-------- DOCUMENT TEXT --------

Briers v Briers [2017] EWCA Civ 15

23 November 2016

Summary

Facts:

  • The parties married in 1984 and separated in 2002. During the marriage, H started a sportswear trading business. When the parties separated, W took no further part in the business.
  • Decree absolute was pronounced in 2005 after protracted negotiations. While the parties reorganised their finances, no orders were made at that time.
  • In 2013, W applied for financial remedies H argued that there had been an agreement reached in 2005.
  • On 6 May 2015, HHJ Rogers found that there had not been a full and final settlement. W had only accepted the proposed deal on the condition that H provided full disclosure, which he had not. Further, H drove the negotiations.
  • HHJ Rogers made an order that H pay a lump sum of £1.6m to W in four instalments over two and a half years, and to transfer 25% of his Standard Life pension, policy and shares to W
  • H appealed on the basis that (a) the judge had erred in not finding that there had been an agreement, and (b) that W’s delay in issuing proceedings had not been appropriately considered. He submitted that the appropriate order should be a lump sum of £500,000.

Held:

  • The question as to whether an agreement was reached was dominated by the evidence of the parties. An appeal court would be very slow to interfere with findings of fact made by a judge that had been able to assess the parties and their evidence. The trial judge formed a robust view of the parties and their relationship. He decided H was in psychological control. H failed to provide full disclosure to W and the court. The Court of Appeal would not interfere with the finding that W had required full and frank disclosure before reaching an agreement. As there was no such disclosure, this was sufficient to determine that there was no agreement.

-------- GIVEN DATA --------

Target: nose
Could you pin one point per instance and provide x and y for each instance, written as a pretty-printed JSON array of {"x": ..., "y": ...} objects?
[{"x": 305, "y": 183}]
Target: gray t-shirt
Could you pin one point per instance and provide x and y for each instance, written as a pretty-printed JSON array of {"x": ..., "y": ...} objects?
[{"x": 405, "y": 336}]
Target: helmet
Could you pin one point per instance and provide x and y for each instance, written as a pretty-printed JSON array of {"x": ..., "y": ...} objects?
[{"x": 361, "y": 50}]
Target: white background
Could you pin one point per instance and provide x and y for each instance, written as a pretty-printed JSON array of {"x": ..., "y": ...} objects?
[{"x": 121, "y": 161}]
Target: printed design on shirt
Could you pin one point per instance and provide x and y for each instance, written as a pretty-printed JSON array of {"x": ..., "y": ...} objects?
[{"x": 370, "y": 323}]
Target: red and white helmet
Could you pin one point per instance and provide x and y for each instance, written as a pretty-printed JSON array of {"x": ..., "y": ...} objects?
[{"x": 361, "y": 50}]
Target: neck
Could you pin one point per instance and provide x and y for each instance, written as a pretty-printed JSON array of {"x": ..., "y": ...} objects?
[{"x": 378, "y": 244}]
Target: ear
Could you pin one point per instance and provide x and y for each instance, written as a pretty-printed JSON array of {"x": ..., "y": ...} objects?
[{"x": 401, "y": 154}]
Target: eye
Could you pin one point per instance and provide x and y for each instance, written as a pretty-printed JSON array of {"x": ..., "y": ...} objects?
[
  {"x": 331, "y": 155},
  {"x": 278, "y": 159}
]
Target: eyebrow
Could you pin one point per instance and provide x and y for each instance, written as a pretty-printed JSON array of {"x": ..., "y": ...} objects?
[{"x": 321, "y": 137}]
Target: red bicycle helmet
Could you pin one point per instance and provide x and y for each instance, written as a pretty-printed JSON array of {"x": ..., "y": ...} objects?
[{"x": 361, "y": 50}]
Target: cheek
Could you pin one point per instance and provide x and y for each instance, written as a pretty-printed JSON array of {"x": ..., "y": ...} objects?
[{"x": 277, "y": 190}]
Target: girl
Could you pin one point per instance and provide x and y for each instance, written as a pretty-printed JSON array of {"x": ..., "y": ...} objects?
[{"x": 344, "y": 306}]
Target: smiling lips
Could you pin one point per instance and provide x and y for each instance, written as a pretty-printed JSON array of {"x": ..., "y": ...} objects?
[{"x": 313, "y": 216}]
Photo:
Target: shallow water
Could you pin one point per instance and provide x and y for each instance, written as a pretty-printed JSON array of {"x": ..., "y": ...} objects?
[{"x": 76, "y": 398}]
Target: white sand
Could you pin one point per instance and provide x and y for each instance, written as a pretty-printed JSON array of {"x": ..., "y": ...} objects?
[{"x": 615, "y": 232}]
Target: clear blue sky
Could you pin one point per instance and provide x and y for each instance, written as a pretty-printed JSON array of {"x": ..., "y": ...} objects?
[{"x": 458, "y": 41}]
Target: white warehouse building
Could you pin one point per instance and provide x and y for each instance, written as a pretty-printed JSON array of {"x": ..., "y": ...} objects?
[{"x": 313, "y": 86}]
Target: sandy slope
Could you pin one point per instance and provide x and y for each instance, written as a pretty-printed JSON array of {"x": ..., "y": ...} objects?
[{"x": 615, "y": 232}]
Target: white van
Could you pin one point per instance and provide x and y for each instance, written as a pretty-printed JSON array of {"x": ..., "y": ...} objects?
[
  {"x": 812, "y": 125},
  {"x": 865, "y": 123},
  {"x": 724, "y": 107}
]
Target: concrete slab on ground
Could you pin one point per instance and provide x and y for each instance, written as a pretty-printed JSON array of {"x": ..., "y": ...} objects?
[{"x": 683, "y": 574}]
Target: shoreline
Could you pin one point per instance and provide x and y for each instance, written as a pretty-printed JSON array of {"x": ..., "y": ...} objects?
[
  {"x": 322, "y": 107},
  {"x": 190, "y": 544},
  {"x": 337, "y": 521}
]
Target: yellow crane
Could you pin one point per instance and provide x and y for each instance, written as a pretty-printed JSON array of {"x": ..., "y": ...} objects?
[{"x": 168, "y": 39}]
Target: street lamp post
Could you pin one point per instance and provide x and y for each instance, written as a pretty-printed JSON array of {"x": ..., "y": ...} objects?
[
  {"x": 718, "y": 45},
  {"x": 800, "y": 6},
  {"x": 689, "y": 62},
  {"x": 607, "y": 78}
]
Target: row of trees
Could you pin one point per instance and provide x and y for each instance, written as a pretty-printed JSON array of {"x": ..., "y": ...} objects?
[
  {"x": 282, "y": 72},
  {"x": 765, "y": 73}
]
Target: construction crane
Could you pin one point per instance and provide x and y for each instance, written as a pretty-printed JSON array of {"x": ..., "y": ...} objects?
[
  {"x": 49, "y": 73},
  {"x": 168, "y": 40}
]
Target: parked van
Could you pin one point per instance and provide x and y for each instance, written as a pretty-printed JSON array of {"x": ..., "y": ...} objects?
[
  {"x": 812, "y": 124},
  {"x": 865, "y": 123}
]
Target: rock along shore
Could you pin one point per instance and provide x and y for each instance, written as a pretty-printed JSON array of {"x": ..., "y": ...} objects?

--------

Copy everything in the case summary from "Briers v Briers" down to "reached in 2005.".

Briers v Briers [2017] EWCA Civ 15

23 November 2016

Summary

Facts:

  • The parties married in 1984 and separated in 2002. During the marriage, H started a sportswear trading business. When the parties separated, W took no further part in the business.
  • Decree absolute was pronounced in 2005 after protracted negotiations. While the parties reorganised their finances, no orders were made at that time.
  • In 2013, W applied for financial remedies H argued that there had been an agreement reached in 2005.